[BEGIN DATASET ENTRIES]
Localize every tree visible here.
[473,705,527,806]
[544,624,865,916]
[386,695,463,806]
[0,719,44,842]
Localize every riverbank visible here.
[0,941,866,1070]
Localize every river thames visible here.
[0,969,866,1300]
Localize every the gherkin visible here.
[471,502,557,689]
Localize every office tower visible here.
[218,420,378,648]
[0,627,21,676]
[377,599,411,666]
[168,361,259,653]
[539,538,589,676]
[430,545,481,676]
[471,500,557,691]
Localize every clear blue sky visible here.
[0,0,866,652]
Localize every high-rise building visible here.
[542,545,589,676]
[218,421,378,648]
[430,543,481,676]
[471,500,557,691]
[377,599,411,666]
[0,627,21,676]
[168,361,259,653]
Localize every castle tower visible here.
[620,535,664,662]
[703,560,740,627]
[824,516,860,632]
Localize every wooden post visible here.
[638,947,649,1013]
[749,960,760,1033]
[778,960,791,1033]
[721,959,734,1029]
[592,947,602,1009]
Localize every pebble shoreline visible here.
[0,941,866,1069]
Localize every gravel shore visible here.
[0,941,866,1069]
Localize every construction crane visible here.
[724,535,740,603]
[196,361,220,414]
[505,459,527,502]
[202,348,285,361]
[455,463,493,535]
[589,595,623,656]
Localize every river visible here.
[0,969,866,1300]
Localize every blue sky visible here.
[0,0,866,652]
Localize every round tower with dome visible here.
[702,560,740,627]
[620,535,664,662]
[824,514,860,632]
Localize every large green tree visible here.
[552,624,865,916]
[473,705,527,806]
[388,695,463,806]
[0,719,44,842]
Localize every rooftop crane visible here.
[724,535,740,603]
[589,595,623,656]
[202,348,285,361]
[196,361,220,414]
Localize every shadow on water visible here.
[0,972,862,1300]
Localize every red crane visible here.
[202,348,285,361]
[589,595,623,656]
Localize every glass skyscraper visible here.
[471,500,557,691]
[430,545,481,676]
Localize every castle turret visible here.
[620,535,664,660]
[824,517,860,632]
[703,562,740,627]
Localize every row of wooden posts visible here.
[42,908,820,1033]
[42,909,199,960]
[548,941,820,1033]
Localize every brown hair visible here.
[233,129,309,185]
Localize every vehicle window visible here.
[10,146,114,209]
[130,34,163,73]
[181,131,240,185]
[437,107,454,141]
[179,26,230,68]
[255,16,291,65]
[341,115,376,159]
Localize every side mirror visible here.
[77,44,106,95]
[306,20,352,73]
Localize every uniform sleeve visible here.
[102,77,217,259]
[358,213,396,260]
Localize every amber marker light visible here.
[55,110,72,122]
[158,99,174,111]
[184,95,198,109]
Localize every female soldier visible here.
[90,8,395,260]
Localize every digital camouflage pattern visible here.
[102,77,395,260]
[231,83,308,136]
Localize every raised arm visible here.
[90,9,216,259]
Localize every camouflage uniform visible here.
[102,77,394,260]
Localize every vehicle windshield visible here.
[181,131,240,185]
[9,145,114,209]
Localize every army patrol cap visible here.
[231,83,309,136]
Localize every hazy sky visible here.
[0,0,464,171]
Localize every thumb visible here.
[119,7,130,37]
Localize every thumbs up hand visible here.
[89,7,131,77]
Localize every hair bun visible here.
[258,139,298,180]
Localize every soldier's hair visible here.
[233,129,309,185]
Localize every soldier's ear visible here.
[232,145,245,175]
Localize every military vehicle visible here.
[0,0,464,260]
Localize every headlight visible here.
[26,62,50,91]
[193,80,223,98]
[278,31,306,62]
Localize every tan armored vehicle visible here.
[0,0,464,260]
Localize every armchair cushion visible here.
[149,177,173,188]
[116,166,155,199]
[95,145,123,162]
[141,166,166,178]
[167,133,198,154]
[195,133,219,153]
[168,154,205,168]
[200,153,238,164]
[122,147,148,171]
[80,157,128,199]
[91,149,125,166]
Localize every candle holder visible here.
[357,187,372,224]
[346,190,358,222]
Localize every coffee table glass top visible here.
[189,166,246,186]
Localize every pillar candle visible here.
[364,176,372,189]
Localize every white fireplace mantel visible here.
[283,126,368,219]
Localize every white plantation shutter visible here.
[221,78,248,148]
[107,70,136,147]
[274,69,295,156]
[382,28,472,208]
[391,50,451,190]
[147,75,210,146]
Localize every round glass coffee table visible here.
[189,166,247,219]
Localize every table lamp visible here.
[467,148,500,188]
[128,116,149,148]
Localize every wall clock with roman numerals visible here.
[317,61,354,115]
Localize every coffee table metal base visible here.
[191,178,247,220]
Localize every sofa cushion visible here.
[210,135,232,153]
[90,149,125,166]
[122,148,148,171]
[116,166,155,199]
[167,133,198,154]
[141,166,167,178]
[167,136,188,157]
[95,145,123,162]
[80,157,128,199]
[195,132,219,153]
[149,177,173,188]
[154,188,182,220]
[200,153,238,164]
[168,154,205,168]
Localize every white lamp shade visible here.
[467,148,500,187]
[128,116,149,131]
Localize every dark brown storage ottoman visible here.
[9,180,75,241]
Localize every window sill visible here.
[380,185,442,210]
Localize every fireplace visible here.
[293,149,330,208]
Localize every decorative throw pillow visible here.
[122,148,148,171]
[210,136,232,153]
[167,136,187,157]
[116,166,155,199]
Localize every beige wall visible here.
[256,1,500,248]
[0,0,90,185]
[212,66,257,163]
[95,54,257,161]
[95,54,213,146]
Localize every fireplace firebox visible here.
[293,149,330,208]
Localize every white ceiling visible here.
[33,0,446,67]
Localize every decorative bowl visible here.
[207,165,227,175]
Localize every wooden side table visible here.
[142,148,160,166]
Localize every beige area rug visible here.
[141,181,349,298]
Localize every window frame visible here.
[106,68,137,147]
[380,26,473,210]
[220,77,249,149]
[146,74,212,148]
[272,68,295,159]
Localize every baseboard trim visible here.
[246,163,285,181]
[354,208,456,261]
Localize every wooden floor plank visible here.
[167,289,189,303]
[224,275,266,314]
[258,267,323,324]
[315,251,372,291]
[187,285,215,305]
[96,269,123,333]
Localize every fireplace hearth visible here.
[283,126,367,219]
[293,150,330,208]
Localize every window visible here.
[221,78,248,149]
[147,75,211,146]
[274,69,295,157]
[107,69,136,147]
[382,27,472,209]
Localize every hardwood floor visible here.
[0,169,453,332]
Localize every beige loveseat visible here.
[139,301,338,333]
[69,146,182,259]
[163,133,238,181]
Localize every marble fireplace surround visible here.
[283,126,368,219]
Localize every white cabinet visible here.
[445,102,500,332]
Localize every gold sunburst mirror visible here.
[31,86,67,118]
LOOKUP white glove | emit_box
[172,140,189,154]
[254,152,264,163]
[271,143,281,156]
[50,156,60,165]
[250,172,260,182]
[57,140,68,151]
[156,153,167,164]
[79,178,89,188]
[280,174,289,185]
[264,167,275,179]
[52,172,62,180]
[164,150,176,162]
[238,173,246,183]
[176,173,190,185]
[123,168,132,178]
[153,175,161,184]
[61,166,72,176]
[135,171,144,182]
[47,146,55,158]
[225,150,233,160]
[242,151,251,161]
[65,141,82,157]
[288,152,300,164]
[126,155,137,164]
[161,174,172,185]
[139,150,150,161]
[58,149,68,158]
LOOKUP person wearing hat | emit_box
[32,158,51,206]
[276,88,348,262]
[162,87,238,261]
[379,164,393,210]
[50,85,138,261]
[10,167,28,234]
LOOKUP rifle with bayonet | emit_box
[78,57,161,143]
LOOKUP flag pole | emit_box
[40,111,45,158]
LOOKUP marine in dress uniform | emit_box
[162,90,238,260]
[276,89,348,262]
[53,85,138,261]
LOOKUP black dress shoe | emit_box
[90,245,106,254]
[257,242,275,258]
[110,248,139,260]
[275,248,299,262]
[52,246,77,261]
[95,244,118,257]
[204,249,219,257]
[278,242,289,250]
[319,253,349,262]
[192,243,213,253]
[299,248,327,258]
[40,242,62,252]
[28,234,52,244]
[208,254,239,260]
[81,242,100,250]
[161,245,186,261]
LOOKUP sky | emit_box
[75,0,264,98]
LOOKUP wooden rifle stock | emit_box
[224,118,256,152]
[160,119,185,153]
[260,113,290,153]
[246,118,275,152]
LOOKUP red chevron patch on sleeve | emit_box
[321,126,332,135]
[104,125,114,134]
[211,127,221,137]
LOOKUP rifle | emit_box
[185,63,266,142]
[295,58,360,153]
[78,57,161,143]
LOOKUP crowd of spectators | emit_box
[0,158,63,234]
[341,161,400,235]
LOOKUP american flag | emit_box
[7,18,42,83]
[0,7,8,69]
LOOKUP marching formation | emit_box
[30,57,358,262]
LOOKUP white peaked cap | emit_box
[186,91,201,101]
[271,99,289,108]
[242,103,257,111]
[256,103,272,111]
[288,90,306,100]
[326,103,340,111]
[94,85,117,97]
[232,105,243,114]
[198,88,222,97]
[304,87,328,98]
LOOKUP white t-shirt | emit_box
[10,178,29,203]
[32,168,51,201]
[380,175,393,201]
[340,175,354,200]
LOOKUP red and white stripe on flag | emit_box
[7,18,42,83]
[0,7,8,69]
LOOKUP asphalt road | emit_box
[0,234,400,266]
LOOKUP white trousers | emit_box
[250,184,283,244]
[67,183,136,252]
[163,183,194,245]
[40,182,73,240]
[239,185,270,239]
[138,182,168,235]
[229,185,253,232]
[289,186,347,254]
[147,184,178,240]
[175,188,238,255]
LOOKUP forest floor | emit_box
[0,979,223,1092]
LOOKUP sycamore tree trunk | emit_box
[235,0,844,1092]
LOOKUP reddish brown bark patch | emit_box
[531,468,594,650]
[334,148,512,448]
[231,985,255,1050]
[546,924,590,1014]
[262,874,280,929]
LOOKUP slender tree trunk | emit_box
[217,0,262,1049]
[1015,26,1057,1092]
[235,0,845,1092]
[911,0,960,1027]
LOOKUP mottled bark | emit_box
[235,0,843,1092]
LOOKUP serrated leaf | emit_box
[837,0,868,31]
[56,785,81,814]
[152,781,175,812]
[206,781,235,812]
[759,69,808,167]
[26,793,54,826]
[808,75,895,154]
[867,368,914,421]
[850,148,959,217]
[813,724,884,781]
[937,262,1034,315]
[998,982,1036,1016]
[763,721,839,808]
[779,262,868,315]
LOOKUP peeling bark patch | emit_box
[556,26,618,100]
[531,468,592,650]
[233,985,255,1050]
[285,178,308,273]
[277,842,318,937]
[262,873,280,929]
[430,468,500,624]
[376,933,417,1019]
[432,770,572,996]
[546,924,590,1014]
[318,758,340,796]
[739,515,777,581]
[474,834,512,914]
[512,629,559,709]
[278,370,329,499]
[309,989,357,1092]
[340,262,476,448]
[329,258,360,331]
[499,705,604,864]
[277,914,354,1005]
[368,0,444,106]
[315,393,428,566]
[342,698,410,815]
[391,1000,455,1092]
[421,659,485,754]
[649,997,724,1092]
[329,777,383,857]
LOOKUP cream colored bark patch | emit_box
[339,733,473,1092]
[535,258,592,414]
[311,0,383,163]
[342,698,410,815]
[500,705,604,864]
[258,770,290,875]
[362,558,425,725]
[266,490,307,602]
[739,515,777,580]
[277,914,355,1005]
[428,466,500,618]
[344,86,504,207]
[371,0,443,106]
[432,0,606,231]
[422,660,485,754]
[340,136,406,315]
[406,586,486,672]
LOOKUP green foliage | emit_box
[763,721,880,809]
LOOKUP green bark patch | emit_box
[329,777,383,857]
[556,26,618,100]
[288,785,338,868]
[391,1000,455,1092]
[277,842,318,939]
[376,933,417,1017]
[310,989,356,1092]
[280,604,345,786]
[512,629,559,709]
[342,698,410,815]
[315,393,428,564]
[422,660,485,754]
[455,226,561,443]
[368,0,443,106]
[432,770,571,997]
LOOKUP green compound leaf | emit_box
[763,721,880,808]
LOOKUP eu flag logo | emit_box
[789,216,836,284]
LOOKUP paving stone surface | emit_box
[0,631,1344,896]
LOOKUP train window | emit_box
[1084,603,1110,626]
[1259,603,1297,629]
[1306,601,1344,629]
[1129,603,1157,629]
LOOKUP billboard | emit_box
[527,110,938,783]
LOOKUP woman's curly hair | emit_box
[END DATASET ENTRIES]
PROBLEM TO WORK ON
Rewrite the stretch from the start of the material through the line containing "[824,514,860,632]", with "Localize" changed to "Locate" and everything else left as it is.

ANSWER FOR THE TASK
Locate every tree visible here.
[473,705,527,806]
[544,624,865,916]
[386,695,463,806]
[0,719,44,842]
Locate every riverbank visible here.
[0,941,866,1070]
Locate every river thames visible here.
[0,969,866,1300]
Locate every the gherkin visible here.
[471,502,557,689]
Locate every office tower visible here.
[218,420,378,648]
[0,627,21,676]
[377,599,411,666]
[168,361,259,653]
[539,538,589,676]
[430,545,481,676]
[471,500,557,691]
Locate every clear blue sky visible here.
[0,0,866,652]
Locate every high-rise building visible here.
[542,545,589,676]
[218,421,378,648]
[430,543,481,676]
[471,500,557,691]
[377,599,411,666]
[0,627,21,676]
[168,361,259,653]
Locate every castle tower visible here.
[620,535,664,662]
[703,560,740,627]
[824,516,860,632]
Locate every wooden post visible here.
[638,947,649,1013]
[749,960,760,1033]
[778,960,791,1033]
[721,959,734,1029]
[592,947,602,1009]
Locate every pebble shoreline visible here.
[0,941,866,1069]
Locate every gravel shore visible here.
[0,941,866,1069]
Locate every construction crane visible here.
[724,535,740,603]
[196,361,220,414]
[505,459,527,502]
[202,348,285,361]
[455,463,493,535]
[589,595,623,656]
Locate every river visible here.
[0,969,866,1300]
Locate every blue sky visible here.
[0,0,866,652]
Locate every round tower with dome visible here.
[702,560,740,627]
[620,535,664,662]
[824,514,860,632]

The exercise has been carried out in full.